GIVEN EXERCISE:
Copy each of the rows below line for line, changing nothing.

TASK DATA:
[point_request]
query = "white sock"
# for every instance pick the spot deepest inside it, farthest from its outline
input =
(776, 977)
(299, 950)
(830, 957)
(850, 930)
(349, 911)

THE RESPONSE:
[point_request]
query = "white sock"
# for every instance pick the spot deepest inside it, farthest from its outline
input =
(776, 977)
(299, 950)
(830, 957)
(850, 930)
(349, 911)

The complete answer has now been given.